**Ordem de trabalho 1:**
Segundo o bloco de texto, em que ano o técnico deu o depoimento em que usou as palavras que evitara em 1970?
**Ordem de trabalho 2:**
Relacione as ações que o técnico, em seu depoimento citado no bloco de texto, atribui a Havelange.

**Bloco de texto:**
Já o técnico, também em uma coluna no jornal carioca, resumiu a situação em duas frases. “Por que eu saí é muito fácil de explicar. O que eu tenho dificuldade de explicar é por que eu entrei”, escreveu.

Mais tarde, em depoimento registrado em 1988, ele usou as palavras que evitara em 1970.

“O Havelange foi chamado, recebeu ordens e cumpriu. Fui demitido. Os motivos foram sórdidos. Fui demitido pelo governo do maior ditador e maior assassino da história do país. Arguir o desempenho técnico não podiam. Apelaram. Reagi. O lado mais fraco não ganharia aquela parada nunca”, disse.

**Listagem de dados:**
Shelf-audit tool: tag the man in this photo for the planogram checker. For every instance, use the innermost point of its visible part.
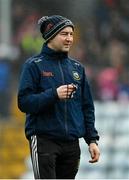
(55, 95)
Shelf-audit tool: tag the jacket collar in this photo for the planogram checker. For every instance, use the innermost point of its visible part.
(52, 53)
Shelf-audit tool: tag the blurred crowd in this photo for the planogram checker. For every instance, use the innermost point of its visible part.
(101, 44)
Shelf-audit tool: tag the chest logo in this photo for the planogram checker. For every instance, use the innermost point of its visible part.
(76, 75)
(47, 74)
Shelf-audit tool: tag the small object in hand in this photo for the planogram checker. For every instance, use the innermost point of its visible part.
(74, 90)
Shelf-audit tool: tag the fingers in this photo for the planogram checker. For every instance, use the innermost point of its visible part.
(65, 91)
(95, 153)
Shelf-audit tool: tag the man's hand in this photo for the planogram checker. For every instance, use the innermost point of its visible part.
(94, 152)
(65, 91)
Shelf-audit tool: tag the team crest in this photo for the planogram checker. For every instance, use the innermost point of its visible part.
(76, 75)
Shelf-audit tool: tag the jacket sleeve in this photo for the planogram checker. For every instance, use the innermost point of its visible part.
(29, 99)
(89, 111)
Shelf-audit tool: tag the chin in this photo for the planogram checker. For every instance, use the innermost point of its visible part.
(66, 49)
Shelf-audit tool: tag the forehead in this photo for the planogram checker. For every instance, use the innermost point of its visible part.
(67, 29)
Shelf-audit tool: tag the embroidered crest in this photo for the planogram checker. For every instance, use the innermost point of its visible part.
(76, 75)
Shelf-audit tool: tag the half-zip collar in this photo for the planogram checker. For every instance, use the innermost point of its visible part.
(50, 53)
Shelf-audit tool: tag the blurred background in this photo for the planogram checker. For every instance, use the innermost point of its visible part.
(102, 45)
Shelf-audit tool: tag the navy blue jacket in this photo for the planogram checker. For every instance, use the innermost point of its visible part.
(46, 114)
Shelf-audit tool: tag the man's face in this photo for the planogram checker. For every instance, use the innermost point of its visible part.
(63, 40)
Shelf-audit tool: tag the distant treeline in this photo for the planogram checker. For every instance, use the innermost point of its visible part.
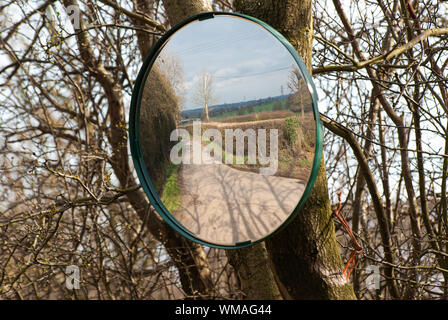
(218, 110)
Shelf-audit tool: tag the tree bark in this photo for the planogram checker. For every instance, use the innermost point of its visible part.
(305, 256)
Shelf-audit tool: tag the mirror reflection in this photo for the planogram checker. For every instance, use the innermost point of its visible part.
(227, 130)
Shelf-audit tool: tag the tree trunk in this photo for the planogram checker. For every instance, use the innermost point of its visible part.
(305, 256)
(254, 273)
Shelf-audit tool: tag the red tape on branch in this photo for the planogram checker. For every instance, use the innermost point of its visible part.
(352, 262)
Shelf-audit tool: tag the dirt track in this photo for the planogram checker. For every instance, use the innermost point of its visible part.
(225, 205)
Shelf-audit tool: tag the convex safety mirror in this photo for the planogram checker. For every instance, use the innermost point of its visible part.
(224, 130)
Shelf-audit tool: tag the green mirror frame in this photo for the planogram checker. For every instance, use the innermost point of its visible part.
(134, 117)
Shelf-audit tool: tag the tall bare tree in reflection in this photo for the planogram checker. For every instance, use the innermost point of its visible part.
(204, 93)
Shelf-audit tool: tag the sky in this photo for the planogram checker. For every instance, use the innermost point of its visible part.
(246, 60)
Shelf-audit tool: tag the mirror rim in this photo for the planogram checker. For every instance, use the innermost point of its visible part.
(134, 140)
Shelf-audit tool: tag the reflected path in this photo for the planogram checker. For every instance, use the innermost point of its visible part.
(225, 205)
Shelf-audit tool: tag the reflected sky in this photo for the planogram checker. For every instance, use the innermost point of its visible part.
(247, 62)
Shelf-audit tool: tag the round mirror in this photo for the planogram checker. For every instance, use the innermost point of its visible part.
(224, 129)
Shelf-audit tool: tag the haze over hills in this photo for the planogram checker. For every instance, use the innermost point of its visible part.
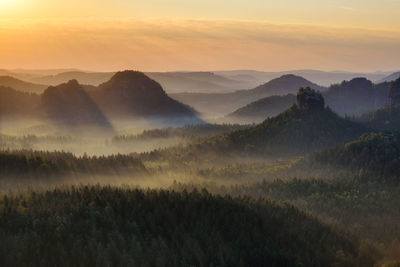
(8, 81)
(258, 110)
(14, 104)
(351, 98)
(390, 78)
(172, 82)
(324, 78)
(127, 95)
(357, 96)
(70, 104)
(301, 129)
(221, 104)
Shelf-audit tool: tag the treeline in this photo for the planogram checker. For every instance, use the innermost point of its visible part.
(26, 141)
(106, 226)
(376, 154)
(369, 209)
(29, 163)
(185, 132)
(292, 133)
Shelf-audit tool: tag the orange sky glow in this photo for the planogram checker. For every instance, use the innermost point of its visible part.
(58, 34)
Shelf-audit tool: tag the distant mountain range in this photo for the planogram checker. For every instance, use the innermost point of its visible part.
(172, 82)
(353, 98)
(8, 81)
(259, 110)
(390, 78)
(301, 129)
(324, 78)
(127, 95)
(192, 81)
(228, 102)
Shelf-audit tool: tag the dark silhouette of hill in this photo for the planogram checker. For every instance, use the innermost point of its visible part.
(92, 78)
(228, 102)
(172, 82)
(133, 94)
(8, 81)
(206, 82)
(266, 107)
(357, 96)
(102, 225)
(388, 117)
(325, 78)
(351, 98)
(301, 129)
(15, 104)
(390, 78)
(376, 154)
(70, 104)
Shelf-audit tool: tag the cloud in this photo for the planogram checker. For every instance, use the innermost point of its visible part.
(193, 44)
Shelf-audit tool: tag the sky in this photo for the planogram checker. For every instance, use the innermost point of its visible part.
(167, 35)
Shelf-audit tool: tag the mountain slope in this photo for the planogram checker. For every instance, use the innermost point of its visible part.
(356, 96)
(8, 81)
(69, 104)
(172, 82)
(133, 94)
(92, 78)
(296, 131)
(228, 102)
(263, 108)
(65, 226)
(373, 153)
(14, 103)
(390, 78)
(324, 78)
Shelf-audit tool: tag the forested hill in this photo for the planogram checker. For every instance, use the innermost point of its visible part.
(132, 93)
(66, 227)
(295, 131)
(263, 108)
(17, 104)
(375, 154)
(229, 102)
(41, 164)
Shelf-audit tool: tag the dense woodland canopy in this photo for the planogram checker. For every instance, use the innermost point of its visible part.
(106, 226)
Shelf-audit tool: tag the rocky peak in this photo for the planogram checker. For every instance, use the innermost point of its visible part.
(309, 99)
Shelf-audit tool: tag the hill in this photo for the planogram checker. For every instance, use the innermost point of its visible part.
(259, 110)
(295, 131)
(375, 154)
(356, 96)
(390, 78)
(15, 104)
(172, 82)
(8, 81)
(132, 94)
(301, 129)
(69, 104)
(92, 78)
(351, 98)
(388, 117)
(228, 102)
(28, 165)
(324, 78)
(65, 227)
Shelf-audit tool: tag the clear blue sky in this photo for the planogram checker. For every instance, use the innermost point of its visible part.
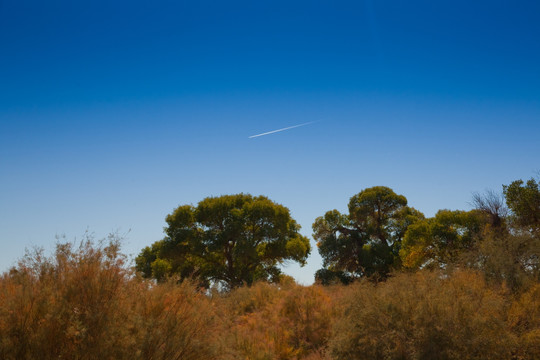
(112, 113)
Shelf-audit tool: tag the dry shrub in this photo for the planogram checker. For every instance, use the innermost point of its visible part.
(524, 318)
(271, 322)
(84, 303)
(423, 316)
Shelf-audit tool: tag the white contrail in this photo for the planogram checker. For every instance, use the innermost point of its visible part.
(278, 130)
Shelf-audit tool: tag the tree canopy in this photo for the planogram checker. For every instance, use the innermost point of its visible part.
(523, 200)
(228, 240)
(366, 241)
(438, 241)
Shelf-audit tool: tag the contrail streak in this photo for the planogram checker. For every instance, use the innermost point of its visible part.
(278, 130)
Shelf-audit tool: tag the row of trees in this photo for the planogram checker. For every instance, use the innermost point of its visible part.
(238, 239)
(85, 302)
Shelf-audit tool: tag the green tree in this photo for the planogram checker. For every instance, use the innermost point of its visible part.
(365, 242)
(441, 240)
(228, 240)
(523, 200)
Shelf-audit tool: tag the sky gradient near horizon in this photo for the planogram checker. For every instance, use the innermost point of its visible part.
(114, 113)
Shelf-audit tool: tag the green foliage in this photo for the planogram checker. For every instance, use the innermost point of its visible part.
(439, 241)
(524, 202)
(366, 242)
(228, 240)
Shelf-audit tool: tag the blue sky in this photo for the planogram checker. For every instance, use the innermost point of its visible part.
(114, 113)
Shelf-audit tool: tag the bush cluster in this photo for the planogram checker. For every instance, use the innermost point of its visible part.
(84, 302)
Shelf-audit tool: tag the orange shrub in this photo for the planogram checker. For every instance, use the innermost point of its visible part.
(423, 316)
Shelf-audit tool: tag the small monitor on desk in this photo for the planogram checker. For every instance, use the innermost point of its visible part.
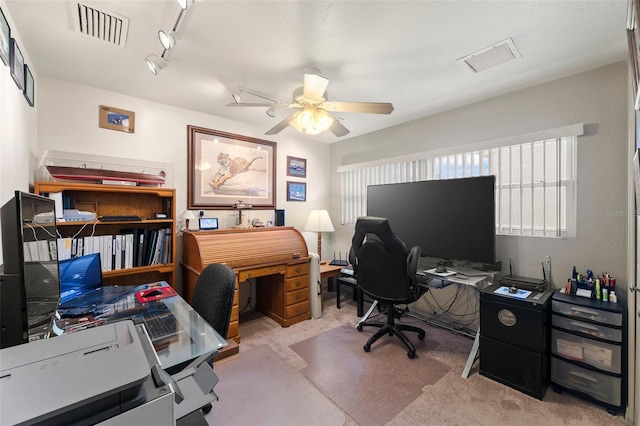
(208, 223)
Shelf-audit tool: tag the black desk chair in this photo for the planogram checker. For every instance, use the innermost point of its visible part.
(387, 272)
(213, 296)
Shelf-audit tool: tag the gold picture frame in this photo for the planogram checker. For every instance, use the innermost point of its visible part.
(225, 169)
(117, 119)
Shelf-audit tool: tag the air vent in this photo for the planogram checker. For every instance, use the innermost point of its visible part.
(492, 56)
(102, 25)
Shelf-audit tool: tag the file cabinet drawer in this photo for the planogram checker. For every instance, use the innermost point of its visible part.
(297, 283)
(297, 296)
(298, 269)
(607, 389)
(572, 310)
(596, 330)
(603, 356)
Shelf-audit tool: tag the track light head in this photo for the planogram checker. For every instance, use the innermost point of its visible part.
(155, 63)
(167, 40)
(185, 4)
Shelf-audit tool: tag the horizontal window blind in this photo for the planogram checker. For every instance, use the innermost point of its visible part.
(535, 179)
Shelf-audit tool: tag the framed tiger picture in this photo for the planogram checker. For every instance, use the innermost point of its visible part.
(225, 169)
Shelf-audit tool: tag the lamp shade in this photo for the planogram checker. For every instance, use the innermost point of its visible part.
(319, 221)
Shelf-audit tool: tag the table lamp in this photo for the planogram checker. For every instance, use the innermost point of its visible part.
(186, 215)
(319, 221)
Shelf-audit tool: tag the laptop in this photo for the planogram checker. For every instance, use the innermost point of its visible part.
(207, 223)
(81, 283)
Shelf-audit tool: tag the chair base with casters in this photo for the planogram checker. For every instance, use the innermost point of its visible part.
(392, 329)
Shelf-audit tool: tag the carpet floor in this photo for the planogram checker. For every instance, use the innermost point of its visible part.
(360, 382)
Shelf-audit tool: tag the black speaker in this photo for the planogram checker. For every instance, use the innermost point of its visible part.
(13, 318)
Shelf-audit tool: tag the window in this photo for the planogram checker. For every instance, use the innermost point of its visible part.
(535, 179)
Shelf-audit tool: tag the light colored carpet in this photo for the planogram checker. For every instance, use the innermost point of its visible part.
(259, 387)
(370, 387)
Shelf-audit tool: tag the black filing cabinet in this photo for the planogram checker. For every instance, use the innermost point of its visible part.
(588, 352)
(514, 339)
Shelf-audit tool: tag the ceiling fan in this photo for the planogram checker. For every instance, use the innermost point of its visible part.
(313, 115)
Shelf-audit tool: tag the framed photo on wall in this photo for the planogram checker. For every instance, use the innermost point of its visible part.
(117, 119)
(5, 38)
(28, 85)
(296, 167)
(225, 169)
(296, 191)
(17, 64)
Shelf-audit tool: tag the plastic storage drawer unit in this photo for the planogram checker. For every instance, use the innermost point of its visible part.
(588, 349)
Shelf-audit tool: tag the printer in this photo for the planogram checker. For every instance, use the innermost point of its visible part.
(104, 375)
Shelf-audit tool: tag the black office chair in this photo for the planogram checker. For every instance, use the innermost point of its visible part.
(213, 296)
(386, 271)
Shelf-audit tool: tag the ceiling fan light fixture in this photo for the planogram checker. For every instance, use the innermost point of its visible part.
(167, 40)
(313, 120)
(155, 63)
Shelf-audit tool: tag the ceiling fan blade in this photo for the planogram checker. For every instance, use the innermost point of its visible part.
(281, 125)
(314, 86)
(366, 107)
(338, 129)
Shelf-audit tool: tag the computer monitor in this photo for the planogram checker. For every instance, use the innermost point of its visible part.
(29, 247)
(207, 223)
(450, 219)
(80, 273)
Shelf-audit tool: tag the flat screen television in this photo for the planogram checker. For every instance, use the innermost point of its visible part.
(451, 219)
(29, 249)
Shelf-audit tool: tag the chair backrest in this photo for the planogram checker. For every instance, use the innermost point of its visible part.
(384, 267)
(213, 296)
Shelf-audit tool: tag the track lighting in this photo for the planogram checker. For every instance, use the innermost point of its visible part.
(184, 4)
(156, 63)
(167, 40)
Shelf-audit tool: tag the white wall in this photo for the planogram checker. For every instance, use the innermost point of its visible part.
(18, 136)
(598, 99)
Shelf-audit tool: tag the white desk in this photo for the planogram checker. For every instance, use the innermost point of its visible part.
(478, 282)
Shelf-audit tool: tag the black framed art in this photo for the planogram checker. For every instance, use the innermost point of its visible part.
(5, 38)
(296, 191)
(28, 85)
(17, 64)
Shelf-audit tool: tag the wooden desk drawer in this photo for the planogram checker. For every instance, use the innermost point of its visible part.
(297, 296)
(297, 283)
(297, 309)
(298, 269)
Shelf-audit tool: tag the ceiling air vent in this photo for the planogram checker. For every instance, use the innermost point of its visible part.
(102, 25)
(492, 56)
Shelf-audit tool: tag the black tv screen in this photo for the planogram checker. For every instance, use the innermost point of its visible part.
(452, 219)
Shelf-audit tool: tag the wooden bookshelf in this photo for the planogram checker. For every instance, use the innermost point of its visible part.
(116, 200)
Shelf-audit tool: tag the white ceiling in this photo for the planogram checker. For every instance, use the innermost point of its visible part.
(403, 52)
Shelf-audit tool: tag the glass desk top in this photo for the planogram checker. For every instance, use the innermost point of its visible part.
(183, 336)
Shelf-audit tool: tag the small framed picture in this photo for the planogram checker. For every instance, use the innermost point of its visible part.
(17, 64)
(117, 119)
(296, 167)
(5, 38)
(28, 85)
(296, 191)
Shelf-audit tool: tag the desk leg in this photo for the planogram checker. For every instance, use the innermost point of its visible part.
(472, 355)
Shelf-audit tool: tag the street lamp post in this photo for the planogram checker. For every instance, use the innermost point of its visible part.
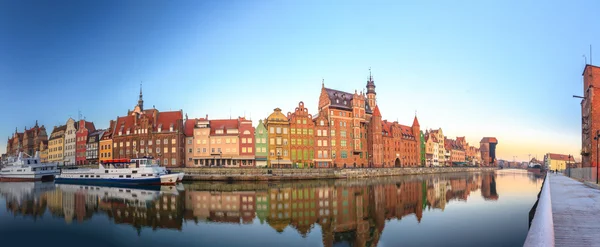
(278, 158)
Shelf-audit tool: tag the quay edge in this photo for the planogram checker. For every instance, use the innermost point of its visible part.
(263, 174)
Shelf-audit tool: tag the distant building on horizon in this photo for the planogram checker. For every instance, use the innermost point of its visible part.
(487, 147)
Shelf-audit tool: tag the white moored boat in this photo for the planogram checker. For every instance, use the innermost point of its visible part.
(27, 169)
(120, 172)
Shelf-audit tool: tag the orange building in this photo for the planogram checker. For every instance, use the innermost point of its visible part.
(302, 137)
(106, 143)
(322, 152)
(279, 147)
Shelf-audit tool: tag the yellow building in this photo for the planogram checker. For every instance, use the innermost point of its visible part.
(439, 134)
(279, 135)
(56, 145)
(44, 151)
(558, 161)
(105, 143)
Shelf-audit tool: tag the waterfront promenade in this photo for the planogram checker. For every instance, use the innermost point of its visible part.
(572, 208)
(575, 211)
(263, 174)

**Resposta do exercício 1:**
Em 1988.

**Resposta do exercício 2:**
Foi chamado, recebeu ordens e cumpriu.